- _To do_: Please echo the lines of the records from the line that contains "stem, that would be most helpful." through the line that contains "[[[82,125],[51,84],[32,143]]]", both included.

..............................

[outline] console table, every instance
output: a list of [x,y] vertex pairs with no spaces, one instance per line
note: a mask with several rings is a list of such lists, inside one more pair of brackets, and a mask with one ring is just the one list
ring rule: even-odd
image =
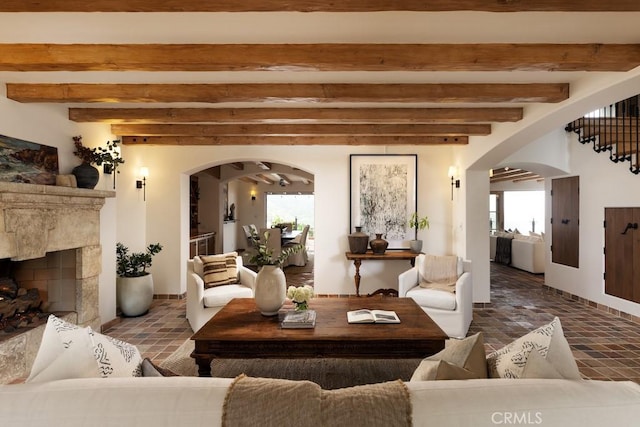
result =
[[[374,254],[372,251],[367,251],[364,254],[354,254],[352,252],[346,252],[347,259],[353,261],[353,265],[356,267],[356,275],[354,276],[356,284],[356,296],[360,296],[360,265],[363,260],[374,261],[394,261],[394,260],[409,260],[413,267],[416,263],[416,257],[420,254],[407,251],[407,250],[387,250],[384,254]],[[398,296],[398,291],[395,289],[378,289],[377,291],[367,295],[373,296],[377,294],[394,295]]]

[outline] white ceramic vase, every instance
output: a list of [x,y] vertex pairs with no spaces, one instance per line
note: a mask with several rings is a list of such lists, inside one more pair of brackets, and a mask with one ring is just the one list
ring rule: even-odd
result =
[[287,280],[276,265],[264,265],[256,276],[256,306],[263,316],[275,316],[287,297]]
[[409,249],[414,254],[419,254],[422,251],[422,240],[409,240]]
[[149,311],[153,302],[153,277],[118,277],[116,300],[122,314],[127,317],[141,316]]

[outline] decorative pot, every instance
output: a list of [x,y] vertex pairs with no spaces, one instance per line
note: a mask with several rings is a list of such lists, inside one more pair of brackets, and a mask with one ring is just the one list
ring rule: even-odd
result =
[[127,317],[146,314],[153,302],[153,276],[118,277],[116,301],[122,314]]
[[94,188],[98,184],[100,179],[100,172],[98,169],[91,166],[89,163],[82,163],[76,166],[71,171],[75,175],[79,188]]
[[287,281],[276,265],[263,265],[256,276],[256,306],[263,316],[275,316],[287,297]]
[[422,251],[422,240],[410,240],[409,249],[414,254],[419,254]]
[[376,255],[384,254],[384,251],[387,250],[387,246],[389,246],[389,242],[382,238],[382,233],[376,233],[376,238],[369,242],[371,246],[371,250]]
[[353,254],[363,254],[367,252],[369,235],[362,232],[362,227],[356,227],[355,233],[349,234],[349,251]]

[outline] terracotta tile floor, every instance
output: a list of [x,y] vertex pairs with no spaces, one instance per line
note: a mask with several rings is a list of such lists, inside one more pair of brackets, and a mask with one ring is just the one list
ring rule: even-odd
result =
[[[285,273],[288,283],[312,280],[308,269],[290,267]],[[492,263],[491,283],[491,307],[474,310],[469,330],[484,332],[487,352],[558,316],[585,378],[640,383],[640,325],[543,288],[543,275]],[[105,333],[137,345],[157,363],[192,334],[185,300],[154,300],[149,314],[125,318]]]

..............................

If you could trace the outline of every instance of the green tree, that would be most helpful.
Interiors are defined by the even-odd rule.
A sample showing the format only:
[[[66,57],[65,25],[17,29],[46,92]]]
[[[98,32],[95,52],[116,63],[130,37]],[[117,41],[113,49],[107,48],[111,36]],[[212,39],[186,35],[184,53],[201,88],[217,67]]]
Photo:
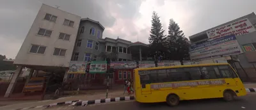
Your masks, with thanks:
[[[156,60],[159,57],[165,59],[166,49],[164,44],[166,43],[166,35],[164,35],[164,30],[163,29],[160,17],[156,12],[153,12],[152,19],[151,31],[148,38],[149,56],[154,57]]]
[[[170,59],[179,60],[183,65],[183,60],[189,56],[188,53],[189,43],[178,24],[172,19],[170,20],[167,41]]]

..............................

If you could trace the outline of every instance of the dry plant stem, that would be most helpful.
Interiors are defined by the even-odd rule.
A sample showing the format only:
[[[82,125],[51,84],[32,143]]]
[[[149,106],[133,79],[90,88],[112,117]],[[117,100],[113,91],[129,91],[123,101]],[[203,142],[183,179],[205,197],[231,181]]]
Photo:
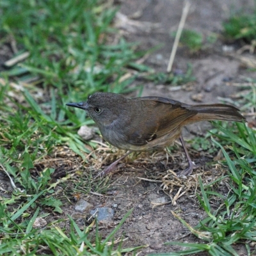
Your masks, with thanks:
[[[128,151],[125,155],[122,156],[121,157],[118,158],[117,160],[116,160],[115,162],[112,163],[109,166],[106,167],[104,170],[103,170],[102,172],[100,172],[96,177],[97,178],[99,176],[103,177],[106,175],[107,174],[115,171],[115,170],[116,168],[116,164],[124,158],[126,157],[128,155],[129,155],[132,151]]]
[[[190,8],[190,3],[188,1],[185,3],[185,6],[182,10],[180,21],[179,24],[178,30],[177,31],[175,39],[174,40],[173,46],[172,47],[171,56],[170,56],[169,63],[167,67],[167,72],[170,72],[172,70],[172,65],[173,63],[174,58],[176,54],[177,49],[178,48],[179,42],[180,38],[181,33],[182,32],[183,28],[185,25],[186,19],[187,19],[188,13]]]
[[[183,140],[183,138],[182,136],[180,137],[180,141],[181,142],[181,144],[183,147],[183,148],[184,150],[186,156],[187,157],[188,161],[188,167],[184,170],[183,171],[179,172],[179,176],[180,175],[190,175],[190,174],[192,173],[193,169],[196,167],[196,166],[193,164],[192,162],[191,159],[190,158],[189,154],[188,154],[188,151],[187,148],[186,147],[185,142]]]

..............................

- _Response to the task_:
If you could trace the outline of every instance of the dry plant stem, that would be most helpful.
Interiors are defined by the even-odd rule.
A sample showing the format only:
[[[82,125],[51,84],[32,143]]]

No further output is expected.